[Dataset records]
────────────────

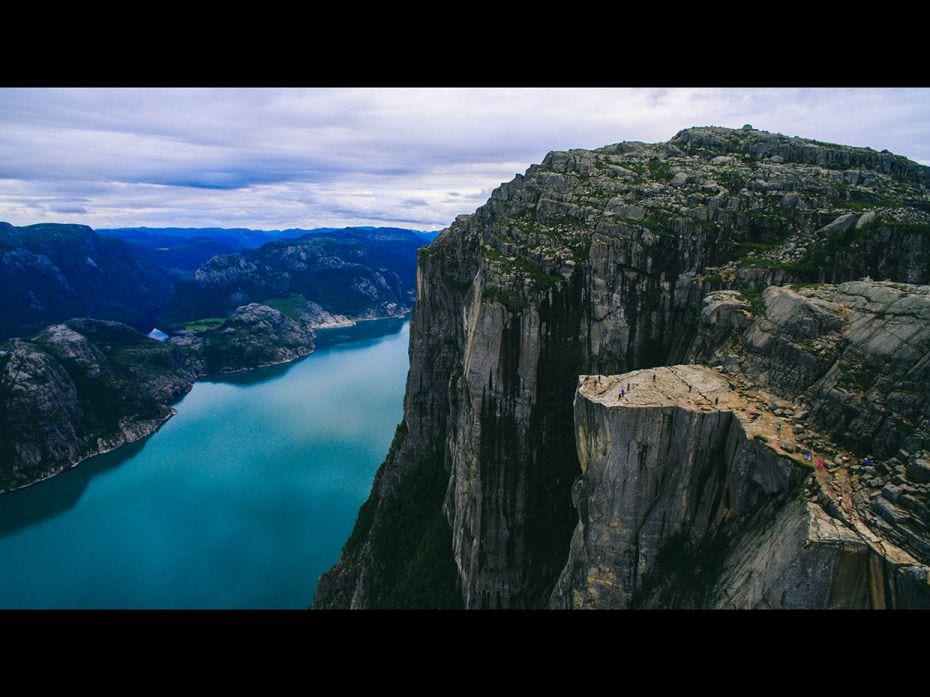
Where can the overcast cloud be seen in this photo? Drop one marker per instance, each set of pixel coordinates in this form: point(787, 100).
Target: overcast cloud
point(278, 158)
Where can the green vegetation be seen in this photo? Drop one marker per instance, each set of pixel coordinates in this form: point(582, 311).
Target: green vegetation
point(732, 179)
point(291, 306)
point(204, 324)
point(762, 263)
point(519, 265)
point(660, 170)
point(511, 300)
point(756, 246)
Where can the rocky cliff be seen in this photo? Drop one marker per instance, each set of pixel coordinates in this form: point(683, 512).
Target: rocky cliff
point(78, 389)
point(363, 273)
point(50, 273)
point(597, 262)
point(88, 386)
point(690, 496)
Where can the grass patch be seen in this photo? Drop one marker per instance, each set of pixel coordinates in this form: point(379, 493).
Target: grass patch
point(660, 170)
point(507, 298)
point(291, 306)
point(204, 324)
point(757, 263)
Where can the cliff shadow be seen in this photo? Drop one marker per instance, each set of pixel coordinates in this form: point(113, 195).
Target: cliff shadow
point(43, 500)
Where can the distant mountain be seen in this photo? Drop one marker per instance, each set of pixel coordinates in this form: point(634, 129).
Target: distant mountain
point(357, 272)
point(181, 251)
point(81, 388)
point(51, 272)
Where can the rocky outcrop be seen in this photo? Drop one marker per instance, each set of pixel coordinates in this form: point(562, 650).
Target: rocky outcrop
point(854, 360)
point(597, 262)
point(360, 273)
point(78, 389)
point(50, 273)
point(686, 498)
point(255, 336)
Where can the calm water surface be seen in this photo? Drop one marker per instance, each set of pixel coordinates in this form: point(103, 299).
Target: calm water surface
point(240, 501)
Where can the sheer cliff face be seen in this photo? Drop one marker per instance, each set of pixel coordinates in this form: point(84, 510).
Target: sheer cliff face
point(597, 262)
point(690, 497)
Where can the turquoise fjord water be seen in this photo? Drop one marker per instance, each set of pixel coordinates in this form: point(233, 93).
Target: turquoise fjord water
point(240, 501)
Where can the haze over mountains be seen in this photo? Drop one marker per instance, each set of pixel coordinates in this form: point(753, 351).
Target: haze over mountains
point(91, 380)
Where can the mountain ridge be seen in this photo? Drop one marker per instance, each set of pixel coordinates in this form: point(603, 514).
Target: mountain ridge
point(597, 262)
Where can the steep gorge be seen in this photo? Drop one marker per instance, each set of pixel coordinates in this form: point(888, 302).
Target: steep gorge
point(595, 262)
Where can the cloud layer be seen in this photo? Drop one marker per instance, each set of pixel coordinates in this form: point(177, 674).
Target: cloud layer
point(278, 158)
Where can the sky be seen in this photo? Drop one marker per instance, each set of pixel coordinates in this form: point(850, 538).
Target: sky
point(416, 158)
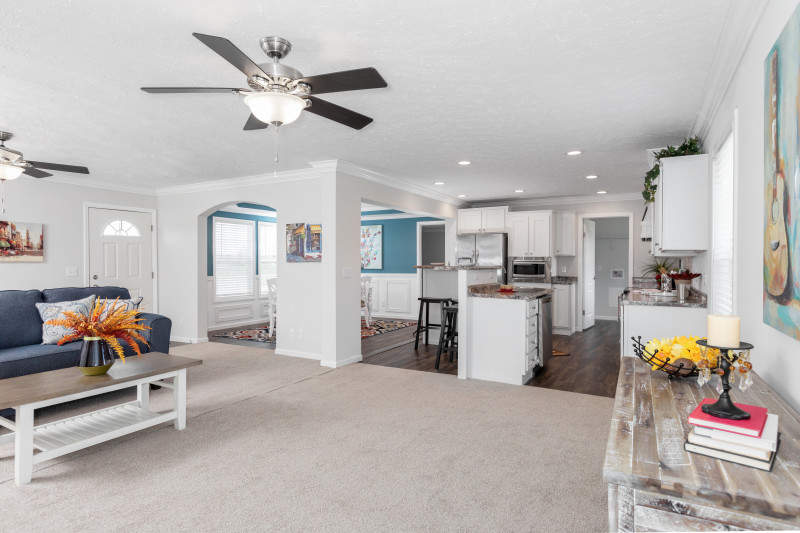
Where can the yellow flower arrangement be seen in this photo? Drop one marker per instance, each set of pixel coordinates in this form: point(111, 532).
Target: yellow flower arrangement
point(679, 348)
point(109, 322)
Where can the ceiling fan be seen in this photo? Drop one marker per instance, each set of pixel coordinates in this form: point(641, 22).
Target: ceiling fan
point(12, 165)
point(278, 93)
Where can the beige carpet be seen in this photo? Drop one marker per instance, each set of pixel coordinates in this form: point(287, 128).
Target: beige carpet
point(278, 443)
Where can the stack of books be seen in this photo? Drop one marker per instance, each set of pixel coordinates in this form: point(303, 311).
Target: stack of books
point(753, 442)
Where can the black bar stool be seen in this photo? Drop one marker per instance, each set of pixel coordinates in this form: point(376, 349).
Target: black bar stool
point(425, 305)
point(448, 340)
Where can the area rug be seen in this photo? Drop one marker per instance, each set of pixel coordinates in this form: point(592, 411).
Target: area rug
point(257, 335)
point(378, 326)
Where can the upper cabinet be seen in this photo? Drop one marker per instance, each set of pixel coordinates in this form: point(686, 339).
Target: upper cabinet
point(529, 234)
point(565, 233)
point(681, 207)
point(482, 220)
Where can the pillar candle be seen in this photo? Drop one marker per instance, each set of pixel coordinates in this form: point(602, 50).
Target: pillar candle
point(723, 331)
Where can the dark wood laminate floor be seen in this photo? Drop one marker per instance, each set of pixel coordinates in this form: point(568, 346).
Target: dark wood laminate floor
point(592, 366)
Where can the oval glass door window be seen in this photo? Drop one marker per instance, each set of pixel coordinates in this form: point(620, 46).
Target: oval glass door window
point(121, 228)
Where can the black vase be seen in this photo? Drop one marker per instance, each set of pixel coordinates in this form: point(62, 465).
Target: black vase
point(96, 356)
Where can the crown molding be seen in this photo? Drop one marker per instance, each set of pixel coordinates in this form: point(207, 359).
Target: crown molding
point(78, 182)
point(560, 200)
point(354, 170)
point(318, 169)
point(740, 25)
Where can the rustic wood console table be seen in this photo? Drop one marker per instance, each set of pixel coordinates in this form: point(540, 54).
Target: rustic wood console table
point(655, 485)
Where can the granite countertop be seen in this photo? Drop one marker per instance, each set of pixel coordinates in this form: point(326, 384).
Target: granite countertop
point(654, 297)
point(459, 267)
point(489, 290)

────────────────

Revise the records above so that "in this photo" becomes "in this image" everywhere, with nothing else changed. Leave out the pictures.

Where can the overcast cloud be seen in this image? Drop one marker per instance, each set of pixel coordinates in this form: point(787, 100).
Target: overcast cloud
point(278, 158)
Where can the green vegetation be seen in this image? Drop one marker per instance, each set of pixel coordinates in this form: point(582, 311).
Target: green vegetation
point(732, 179)
point(291, 306)
point(204, 324)
point(762, 263)
point(519, 265)
point(660, 170)
point(511, 300)
point(756, 246)
Where can the rocky cliff be seen in this image? Drop one marker per instance, each set of pixel coordinates in this form: point(683, 512).
Target: rocky cliff
point(78, 389)
point(363, 273)
point(50, 273)
point(597, 262)
point(88, 386)
point(690, 496)
Where can the grass patch be seen in this image? Drop one marker per instance, each set of pixel coordinates in this form: point(379, 493).
Target: grass patch
point(660, 170)
point(507, 298)
point(291, 306)
point(204, 324)
point(757, 263)
Where can the cliff shadow be seen in this image? Drop one marker per instance, each set of pixel coordinates in this form: point(113, 195).
Target: cliff shadow
point(43, 500)
Where can the distant mountain be seen in this image? Drop one marker per instance, each set of pixel coordinates in this form: point(634, 129).
Target: distant mountain
point(357, 272)
point(181, 251)
point(81, 388)
point(51, 272)
Where can the rocky outcrop be seen in this image? Drop one marker per instance, each set of pixel coordinates in this form: point(562, 650).
Target: rocky outcrop
point(854, 360)
point(597, 262)
point(360, 273)
point(78, 389)
point(50, 273)
point(686, 498)
point(255, 336)
Where can the calm water surface be seen in this image? Drop one marker per instance, each set of pixel coordinates in this form: point(103, 299).
Target: calm water surface
point(240, 501)
Where can the sheer cliff face be seen in this image? Drop one marker per instance, each set of pixel coordinates in this form: point(84, 510).
Target: sheer cliff face
point(597, 262)
point(690, 497)
Where can the turquoise fjord water be seen in this image? Drop one marker per instance, each set of pixel coordinates in this form: point(233, 93).
Target: turquoise fjord water
point(240, 501)
Where can the haze over mountains be seen in this image? Drop one marker per instance, each set of pixel coordinates in this form: point(753, 351).
Target: haze over mountains
point(91, 380)
Where can the mountain ridge be seen in this image? Drop one marker per instance, each set of pixel coordinates in this form: point(603, 514).
Target: mountain ridge
point(597, 262)
Where can the steep gorge be seen in this image? Drop one marker per instance, each set of pixel coordinates in this form: point(888, 302).
Target: steep gorge
point(595, 262)
Where can the cloud layer be seen in this image? Drop one marker per instance, each set of pixel coordinates in this form: point(177, 674).
Target: cloud layer
point(278, 158)
Where can the sky be seen in this image? Drop one marker per instance, each set of pixel coordinates in this form: point(850, 538).
Target: sky
point(416, 158)
Where can the yellow flower arrangement be seen in this image? Drop one marker per instance, each set of pixel coordinates in this form: point(111, 532).
Target: yellow flower arrangement
point(679, 348)
point(109, 322)
Where can the ceiling fan be seen in this image? Drop one marker per instance, each set of pixel coordinates in this form: point(641, 22).
Target: ceiling fan
point(12, 165)
point(278, 93)
Where can the beige carpet be seen in this image? Drop one marker per instance, each set of pixel coordinates in this form: point(287, 128).
Target: beige carpet
point(278, 443)
Where can the stack of books be seen in this image? Drop one marker per instance, each set of pixel coordinates in this form: point(303, 311).
Target: stack of books
point(753, 442)
Where can the black bar stool be seen in this image? Drop one marker per instance, each set of pixel coordinates in this form: point(376, 349).
Target: black bar stool
point(425, 305)
point(448, 340)
Where can the area rug be seen in this image? Drop one marker per instance, each set of pixel coordinates in this form: point(592, 411).
Target: area rug
point(257, 335)
point(378, 326)
Where can the upper cabinet be seen in this image? Drop one marker per instance, each set of pixel coordinates in this form: point(686, 339).
Target: upper cabinet
point(529, 234)
point(565, 233)
point(681, 207)
point(482, 220)
Where can the pillar candle be seen in this image? Drop one marker per instance, each set of pixel coordinates in this form: point(602, 50).
Target: pillar candle
point(723, 331)
Where can the dark wood laminate floor be seen in this image? Drop one marker per instance, each set of pixel coordinates in this form: point(568, 346).
Target: dark wood laminate floor
point(592, 366)
Where can the oval glass door window be seen in this image? Drop one marker per instance, each set of pixel coordinates in this form: point(620, 46).
Target: oval glass door window
point(121, 228)
Where can the black vase be seen in this image? Drop one marker per instance, each set of pixel coordinates in this form: point(62, 465).
Target: black vase
point(96, 356)
Where can the crown molding be seen in this image? Drop one marker per instance, each set of pixel coordinates in this form: point(207, 359).
Target: crown molding
point(78, 182)
point(560, 200)
point(354, 170)
point(318, 169)
point(740, 25)
Where can the rustic wood console table be seen in this image? Drop one marker per instance, each set of pixel coordinates in this form: point(540, 54).
Target: rustic wood console table
point(655, 485)
Where can the granite countertop be seen in this image? Drop one marker per instance, each set of pixel coordinates in this form: point(326, 384).
Target: granite countertop
point(654, 297)
point(459, 267)
point(489, 290)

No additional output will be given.